- **Stated goal 1**: Count the lines of the listing below that contain the word "white", and give only that number.

- **Excerpt to read**:
◇ ◇ ◇

Mark started teasing him that he must want his wife to be blonde, then.  (Cooper does have a sweet spot for our bishop's little blonde daughter, but I don't think even she would fall for the magic trick.)

Leslie was enjoying listening to this conversation but didn't want to contribute much.  We did get out of her that her husband has to be taller than her, older than her, and have a good testimony of the gospel.  Way to be vague, sweetheart.  Although I must say my list was pretty similar at that age and I got it right on all three counts.

I don't think we asked Luke for his plans, but I'll pretend he just yelled, "Mommy!" and came and give me a hug, excluding all other possible outcomes.

Just wanted to jot these down for future reference:)

Friday, January 2, 2015

Christmas Letter 2014

Just thought I'd include our Christmas letter in here before time got away from me.  Happy New Year!

Dear friends,                                                                                                                                                          

My challenge to you this Christmas season is to think more deeply about why the Lord has put certain people in your life (because He does, you know).  What can you learn from them?  Can you possibly help them in some way?  I’m serious about this challenge.  Make a list.  Think about it on walks, in the shower, driving to work, doing the dishes.  Discuss it with your family. It will immediately increase your “Christmas Spirit” (translation:  love for God and those around you.)  
Here is a rough attempt from me to get you started.

Leslie (age 13):  Leslie is walking proof that dreams do come true.  She is such a good girl, hard working, unselfish, trustworthy.  I think she came to our family to be an example to my other kids, to be my friend, to help shoulder the load of a large family (without complaining), and also to “let us off easy” so that we could expend some of that parental angst on our other children.  I love having a teenager and also enjoy watching her life expand.

◇ ◇ ◇

- **Stated goal 2**:
Answer these questions about the blog post above:
(a) What three requirements did Leslie give for her future husband?
(b) What date heads the entry titled "Christmas Letter 2014"?
(c) What age does the Christmas letter give for Leslie?

◇ ◇ ◇

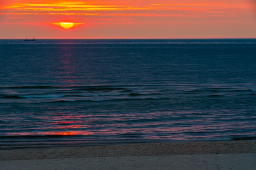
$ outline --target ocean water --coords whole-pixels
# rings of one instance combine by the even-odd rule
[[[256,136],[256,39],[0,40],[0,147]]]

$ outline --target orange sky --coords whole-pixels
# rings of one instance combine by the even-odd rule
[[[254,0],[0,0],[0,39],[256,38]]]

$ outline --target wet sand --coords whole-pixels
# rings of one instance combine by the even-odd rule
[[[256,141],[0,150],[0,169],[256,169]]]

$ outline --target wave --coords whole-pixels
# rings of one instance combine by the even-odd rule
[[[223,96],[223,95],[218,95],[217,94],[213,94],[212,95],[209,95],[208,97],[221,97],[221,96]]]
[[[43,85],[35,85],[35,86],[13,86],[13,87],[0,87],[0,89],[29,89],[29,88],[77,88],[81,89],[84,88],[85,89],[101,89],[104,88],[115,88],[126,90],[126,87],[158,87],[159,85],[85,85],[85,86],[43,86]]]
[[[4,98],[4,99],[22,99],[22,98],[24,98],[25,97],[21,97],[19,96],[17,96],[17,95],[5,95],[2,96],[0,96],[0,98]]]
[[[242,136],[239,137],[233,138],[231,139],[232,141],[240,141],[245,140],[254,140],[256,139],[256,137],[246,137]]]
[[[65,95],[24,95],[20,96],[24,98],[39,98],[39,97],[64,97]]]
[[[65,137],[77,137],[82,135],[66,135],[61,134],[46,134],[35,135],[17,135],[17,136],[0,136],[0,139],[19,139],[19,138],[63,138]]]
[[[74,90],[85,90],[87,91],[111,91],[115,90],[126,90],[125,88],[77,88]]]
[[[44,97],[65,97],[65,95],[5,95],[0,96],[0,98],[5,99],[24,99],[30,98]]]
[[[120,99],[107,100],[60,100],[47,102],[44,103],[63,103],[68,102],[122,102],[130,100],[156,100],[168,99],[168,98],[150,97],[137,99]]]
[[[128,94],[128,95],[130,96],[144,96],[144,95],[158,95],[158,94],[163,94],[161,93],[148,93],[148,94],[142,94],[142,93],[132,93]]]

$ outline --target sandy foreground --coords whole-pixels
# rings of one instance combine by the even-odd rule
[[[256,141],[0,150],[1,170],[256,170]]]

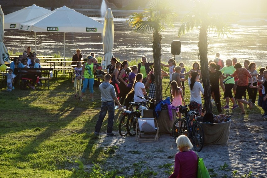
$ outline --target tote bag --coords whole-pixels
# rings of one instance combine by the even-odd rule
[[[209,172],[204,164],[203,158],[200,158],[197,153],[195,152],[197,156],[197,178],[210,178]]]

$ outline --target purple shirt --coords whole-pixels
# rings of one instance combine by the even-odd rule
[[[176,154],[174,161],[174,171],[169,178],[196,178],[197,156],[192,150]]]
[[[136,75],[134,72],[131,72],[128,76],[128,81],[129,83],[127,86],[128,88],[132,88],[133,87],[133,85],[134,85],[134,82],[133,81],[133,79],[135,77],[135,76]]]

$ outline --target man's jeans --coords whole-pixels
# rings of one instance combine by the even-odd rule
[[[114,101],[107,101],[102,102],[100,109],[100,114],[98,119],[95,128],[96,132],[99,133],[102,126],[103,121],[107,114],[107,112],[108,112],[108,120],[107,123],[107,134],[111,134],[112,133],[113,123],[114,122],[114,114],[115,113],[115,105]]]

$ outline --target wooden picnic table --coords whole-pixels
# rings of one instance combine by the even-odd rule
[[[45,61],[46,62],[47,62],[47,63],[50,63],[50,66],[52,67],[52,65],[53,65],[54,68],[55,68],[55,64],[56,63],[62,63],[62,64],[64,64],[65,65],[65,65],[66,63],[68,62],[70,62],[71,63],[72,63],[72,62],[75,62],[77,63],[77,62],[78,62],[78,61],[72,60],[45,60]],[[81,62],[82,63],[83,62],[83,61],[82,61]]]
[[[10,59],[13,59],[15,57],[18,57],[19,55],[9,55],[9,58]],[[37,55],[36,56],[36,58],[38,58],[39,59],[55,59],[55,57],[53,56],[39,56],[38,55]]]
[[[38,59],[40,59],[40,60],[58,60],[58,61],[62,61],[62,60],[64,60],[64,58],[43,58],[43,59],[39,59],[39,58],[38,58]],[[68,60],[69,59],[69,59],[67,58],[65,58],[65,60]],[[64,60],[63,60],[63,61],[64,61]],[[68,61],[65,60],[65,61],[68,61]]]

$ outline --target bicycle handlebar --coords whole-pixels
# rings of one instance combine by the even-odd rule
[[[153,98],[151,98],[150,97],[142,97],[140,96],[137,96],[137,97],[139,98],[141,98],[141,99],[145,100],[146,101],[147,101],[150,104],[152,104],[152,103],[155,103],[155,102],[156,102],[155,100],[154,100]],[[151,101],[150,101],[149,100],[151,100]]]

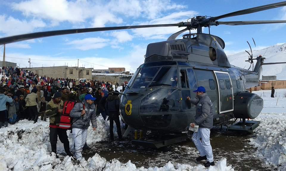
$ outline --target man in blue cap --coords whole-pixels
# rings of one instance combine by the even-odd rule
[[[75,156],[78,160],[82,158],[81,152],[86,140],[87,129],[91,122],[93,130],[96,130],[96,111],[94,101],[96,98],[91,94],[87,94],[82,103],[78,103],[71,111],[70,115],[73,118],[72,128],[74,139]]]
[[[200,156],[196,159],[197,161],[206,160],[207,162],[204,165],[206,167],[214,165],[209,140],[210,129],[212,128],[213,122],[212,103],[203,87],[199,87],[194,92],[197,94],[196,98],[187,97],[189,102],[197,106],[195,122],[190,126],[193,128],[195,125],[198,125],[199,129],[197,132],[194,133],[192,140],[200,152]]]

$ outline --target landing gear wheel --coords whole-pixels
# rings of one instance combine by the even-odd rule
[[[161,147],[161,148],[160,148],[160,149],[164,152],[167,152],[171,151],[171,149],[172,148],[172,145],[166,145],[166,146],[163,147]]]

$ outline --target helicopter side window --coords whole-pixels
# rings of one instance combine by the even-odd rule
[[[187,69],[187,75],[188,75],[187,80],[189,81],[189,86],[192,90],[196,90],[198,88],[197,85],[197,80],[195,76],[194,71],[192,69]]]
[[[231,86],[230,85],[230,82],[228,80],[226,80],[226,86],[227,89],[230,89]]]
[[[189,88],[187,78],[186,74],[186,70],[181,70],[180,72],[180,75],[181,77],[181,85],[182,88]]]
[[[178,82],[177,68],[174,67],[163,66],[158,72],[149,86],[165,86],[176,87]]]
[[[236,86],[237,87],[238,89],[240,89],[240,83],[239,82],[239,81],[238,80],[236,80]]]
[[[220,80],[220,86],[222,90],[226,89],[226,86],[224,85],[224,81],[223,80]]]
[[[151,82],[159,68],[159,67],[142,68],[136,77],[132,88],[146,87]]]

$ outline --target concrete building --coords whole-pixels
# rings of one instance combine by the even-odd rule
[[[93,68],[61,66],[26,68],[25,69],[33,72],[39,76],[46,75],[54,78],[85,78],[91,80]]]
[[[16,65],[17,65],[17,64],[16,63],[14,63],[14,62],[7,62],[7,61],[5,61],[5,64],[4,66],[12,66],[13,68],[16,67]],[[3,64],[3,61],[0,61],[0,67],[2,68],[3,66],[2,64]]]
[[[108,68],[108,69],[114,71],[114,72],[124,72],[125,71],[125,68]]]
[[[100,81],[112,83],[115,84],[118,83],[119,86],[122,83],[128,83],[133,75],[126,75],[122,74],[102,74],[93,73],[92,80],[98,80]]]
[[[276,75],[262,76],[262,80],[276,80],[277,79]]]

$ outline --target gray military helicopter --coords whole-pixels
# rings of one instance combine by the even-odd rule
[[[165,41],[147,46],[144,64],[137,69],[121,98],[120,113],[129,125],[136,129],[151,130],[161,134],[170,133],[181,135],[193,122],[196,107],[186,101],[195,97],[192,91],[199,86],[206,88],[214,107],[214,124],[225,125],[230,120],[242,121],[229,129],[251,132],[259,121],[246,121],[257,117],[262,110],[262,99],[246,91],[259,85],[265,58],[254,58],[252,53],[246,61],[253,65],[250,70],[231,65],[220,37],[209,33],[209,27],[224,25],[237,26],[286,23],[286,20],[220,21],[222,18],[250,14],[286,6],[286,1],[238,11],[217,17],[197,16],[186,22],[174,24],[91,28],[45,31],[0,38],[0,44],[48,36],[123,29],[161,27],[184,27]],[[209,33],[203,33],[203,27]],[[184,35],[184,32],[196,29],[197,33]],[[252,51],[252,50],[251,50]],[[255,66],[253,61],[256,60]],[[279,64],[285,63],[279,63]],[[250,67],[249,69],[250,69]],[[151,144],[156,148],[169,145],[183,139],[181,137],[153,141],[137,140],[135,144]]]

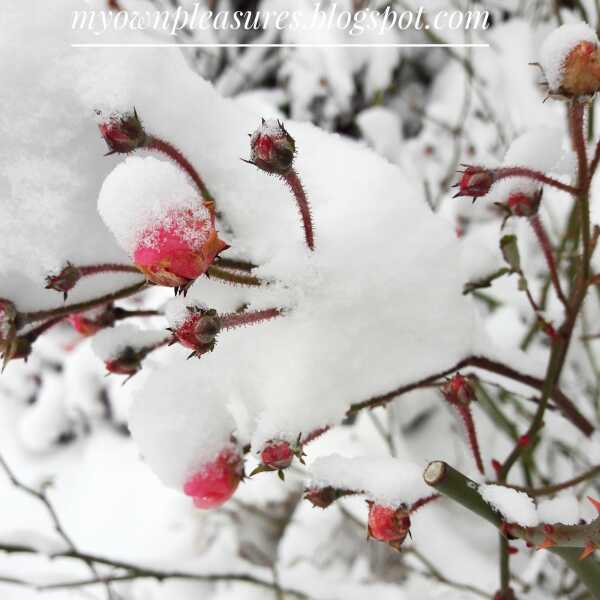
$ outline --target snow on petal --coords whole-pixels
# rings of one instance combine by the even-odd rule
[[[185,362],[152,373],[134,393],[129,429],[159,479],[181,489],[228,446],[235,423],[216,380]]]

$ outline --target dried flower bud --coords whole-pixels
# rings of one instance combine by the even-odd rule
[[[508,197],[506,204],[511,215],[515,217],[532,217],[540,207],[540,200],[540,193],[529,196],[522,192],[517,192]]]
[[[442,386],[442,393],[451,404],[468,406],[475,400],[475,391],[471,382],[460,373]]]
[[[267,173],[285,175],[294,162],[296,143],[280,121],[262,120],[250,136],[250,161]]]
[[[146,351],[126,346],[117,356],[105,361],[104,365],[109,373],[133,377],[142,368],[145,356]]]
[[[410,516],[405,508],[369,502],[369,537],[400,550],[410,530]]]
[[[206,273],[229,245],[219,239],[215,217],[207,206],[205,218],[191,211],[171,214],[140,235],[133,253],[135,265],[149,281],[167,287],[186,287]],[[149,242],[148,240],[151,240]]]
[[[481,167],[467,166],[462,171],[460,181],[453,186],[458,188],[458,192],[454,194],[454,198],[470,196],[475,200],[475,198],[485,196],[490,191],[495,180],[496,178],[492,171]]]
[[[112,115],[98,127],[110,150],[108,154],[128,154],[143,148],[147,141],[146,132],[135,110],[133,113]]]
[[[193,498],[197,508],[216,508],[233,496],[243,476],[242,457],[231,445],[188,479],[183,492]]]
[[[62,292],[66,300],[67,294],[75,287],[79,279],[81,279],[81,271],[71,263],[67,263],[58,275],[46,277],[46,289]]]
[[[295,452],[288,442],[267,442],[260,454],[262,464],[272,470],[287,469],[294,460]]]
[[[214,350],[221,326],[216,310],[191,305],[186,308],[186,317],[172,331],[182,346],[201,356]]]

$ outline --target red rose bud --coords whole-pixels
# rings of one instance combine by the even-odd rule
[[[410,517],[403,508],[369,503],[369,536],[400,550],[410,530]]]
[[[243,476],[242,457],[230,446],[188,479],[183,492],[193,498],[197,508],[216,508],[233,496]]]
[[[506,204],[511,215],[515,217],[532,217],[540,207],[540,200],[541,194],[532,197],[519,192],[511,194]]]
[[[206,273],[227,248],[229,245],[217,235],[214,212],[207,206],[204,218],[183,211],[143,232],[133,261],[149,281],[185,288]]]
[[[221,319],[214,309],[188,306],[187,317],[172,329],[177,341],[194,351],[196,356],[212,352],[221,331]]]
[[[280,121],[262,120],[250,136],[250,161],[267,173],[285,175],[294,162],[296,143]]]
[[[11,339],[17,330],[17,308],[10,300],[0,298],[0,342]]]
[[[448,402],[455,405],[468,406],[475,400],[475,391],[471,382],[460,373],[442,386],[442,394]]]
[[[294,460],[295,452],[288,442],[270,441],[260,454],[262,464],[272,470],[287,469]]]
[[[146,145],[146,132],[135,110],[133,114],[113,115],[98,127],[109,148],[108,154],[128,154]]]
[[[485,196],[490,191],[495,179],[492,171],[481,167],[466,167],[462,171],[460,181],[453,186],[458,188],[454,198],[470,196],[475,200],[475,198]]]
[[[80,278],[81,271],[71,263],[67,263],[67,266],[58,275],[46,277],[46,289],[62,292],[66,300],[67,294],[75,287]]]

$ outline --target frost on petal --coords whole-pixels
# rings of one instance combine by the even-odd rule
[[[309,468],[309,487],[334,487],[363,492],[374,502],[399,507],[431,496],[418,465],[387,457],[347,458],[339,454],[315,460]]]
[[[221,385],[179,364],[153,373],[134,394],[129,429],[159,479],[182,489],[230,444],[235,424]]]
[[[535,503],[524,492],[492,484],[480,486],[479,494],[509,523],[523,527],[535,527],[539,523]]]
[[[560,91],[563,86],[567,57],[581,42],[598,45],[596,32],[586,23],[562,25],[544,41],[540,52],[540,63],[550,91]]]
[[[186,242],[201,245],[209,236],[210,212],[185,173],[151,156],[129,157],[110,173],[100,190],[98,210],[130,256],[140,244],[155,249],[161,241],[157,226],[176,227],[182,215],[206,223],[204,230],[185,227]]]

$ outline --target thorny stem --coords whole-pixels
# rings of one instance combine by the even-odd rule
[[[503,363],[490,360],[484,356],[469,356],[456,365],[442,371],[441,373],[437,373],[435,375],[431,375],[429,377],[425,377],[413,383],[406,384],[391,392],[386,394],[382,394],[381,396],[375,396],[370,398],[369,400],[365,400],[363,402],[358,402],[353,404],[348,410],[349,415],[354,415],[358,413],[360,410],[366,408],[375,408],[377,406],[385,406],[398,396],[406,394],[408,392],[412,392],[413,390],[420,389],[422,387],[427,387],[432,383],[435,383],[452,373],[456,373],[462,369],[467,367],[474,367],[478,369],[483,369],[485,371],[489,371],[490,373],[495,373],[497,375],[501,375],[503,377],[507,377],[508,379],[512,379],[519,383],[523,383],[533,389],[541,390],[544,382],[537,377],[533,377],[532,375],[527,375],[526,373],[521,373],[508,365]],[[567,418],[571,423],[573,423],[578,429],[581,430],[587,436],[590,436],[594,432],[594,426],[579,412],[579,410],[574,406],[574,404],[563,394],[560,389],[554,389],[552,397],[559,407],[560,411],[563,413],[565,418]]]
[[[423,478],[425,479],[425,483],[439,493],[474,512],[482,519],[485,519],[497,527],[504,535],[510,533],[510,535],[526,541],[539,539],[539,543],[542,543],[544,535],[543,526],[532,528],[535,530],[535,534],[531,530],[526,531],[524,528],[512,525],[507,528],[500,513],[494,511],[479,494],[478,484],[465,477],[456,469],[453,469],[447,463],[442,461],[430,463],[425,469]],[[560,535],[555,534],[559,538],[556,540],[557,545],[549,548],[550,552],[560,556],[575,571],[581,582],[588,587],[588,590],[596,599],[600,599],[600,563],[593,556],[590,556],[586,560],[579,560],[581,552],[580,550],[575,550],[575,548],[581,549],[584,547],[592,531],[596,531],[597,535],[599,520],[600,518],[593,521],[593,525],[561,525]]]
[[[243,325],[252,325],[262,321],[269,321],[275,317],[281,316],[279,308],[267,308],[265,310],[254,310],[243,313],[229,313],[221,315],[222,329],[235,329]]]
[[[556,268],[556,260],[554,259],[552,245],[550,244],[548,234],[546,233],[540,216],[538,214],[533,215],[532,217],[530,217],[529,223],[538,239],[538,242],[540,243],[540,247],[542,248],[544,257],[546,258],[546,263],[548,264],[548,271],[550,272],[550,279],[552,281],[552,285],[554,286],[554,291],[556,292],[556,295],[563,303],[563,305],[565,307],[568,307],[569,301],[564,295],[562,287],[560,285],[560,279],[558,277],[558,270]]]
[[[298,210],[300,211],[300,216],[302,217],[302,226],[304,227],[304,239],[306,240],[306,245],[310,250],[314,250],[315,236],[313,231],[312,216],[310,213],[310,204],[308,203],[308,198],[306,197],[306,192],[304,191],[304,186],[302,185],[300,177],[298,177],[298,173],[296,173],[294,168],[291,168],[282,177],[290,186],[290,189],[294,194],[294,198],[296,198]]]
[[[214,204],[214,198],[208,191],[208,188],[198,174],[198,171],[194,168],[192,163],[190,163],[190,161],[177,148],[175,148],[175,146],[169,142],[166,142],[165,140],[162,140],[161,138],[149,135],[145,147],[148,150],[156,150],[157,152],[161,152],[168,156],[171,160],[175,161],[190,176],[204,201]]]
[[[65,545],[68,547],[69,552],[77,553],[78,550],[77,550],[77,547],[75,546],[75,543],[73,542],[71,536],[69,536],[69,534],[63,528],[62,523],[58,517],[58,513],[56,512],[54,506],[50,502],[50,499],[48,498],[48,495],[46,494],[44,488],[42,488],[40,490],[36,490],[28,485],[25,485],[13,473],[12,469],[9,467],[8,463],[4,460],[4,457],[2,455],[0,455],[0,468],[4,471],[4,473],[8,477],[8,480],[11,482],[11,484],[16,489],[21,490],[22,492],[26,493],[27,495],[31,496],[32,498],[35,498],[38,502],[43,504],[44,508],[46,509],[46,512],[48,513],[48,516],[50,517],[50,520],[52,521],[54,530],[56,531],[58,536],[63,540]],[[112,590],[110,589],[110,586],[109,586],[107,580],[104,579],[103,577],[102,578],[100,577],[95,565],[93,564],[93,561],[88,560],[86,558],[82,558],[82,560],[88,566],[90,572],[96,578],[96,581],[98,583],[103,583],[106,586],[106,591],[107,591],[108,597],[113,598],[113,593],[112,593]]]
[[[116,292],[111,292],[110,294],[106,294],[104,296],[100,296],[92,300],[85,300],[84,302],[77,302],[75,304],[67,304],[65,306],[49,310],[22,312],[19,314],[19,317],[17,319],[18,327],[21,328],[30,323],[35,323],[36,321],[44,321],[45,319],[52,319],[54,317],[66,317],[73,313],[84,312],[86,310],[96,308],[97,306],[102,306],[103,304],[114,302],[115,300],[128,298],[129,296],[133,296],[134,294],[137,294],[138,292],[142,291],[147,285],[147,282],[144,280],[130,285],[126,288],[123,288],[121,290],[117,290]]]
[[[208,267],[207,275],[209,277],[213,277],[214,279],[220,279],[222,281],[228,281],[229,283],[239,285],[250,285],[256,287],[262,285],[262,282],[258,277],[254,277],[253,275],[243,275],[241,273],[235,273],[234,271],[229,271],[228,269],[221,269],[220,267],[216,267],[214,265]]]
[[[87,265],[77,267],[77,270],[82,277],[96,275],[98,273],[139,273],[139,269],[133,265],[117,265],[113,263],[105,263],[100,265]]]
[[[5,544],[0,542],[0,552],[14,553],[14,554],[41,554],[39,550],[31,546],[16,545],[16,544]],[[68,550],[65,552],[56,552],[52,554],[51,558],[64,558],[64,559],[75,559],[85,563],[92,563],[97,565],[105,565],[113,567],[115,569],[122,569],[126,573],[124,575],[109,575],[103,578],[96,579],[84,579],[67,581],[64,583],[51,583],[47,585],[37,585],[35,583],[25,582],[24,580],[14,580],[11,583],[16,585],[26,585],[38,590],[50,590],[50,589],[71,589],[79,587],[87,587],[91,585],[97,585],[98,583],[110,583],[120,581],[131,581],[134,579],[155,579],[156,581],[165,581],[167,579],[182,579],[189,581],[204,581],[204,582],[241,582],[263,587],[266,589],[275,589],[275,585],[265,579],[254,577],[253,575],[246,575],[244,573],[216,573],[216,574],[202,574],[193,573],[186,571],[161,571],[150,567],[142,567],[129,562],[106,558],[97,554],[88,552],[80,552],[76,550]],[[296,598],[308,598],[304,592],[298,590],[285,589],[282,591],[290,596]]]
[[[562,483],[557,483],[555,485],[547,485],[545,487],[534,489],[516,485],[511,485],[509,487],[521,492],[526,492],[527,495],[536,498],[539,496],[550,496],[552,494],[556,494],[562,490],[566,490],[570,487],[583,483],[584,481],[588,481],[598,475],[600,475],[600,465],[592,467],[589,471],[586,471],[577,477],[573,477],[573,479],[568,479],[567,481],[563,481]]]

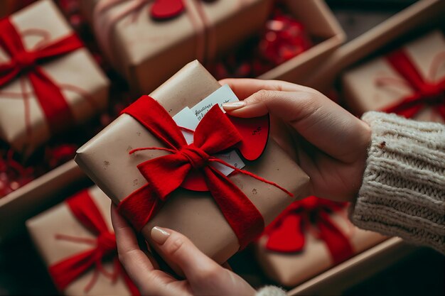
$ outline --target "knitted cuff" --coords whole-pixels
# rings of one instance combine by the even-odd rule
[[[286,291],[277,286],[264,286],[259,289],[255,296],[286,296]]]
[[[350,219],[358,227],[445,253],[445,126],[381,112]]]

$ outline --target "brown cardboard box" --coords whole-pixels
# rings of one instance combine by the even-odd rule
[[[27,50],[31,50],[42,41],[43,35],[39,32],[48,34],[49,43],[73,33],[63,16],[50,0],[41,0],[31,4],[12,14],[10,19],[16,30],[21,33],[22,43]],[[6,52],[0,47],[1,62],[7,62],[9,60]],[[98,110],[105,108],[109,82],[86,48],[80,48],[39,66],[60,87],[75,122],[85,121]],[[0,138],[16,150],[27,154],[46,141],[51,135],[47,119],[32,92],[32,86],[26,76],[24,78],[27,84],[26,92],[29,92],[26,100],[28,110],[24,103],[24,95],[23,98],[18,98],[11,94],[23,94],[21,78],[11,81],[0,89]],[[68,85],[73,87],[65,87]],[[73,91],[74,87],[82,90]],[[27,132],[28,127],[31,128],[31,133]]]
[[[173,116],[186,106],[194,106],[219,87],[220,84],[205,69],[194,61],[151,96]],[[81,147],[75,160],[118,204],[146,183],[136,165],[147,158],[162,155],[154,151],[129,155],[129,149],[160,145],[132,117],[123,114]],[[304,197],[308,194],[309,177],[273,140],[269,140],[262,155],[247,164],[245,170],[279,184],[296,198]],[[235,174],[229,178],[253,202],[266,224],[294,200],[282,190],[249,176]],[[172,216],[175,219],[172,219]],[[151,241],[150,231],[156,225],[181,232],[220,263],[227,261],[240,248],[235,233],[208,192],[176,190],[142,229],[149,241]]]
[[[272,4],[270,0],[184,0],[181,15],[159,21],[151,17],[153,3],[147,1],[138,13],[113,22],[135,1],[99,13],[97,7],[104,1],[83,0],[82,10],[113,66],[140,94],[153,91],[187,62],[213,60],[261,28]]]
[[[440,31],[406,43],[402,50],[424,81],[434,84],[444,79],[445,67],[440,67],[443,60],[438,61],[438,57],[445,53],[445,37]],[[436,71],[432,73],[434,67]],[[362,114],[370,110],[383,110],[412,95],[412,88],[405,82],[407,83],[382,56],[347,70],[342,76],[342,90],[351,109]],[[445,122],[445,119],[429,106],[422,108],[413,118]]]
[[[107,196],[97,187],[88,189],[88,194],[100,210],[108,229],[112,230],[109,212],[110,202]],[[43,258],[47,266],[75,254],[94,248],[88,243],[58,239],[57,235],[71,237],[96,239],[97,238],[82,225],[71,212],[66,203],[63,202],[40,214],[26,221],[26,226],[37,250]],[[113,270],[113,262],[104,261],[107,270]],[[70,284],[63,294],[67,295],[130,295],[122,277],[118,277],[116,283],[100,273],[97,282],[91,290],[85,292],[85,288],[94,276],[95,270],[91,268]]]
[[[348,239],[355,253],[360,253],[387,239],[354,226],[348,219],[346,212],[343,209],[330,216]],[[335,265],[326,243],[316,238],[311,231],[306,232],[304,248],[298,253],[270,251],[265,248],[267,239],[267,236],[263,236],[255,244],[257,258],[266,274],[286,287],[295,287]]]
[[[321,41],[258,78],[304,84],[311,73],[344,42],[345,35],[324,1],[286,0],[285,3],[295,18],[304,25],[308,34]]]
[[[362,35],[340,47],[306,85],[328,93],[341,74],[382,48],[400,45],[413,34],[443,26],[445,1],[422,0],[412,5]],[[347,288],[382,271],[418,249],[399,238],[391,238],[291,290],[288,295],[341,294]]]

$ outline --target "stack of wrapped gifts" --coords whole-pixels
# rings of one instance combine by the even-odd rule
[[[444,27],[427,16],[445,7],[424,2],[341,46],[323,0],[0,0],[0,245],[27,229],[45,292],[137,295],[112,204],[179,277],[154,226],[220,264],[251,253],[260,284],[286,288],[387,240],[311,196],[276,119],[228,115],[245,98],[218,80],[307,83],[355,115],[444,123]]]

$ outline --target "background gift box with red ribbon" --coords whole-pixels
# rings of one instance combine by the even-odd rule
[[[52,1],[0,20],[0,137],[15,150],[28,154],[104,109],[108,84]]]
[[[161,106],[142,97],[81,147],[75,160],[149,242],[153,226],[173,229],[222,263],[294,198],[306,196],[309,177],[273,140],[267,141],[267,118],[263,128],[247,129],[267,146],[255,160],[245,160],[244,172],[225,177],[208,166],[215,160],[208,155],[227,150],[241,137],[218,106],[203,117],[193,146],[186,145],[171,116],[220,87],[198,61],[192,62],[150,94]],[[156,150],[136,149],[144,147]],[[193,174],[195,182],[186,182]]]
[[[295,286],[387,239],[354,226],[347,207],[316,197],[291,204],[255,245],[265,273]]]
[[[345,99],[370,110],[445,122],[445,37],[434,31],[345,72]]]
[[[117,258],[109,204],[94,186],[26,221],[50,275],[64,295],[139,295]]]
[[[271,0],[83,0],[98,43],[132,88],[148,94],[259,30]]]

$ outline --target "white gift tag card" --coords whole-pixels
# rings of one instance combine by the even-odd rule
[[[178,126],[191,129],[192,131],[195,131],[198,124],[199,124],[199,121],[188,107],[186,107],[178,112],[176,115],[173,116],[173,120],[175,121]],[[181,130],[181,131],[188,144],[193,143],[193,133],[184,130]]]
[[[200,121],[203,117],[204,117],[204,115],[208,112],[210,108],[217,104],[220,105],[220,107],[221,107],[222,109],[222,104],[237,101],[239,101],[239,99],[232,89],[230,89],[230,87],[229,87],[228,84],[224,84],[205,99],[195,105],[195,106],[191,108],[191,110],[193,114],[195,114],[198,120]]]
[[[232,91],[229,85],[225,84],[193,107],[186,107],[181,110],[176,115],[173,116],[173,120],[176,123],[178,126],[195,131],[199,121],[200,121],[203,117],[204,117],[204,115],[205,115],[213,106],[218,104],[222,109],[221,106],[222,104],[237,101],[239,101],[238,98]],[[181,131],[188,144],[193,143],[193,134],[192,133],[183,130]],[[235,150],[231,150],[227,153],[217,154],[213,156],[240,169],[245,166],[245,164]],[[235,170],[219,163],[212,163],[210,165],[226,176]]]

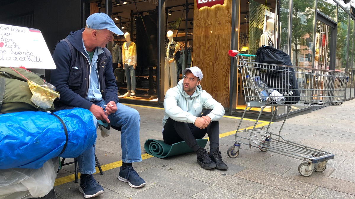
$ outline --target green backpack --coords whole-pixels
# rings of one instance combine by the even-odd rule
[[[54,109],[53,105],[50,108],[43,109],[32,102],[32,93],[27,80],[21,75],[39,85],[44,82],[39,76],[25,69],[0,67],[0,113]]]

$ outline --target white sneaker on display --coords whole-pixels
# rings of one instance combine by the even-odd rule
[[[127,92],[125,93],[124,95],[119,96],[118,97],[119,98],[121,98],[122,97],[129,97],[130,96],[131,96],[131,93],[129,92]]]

◇ ◇ ◇

- **Answer 1**: 2

- **Answer 2**:
(a) He has to be taller than her, older than her, and have a good testimony of the gospel.
(b) Friday, January 2, 2015
(c) 13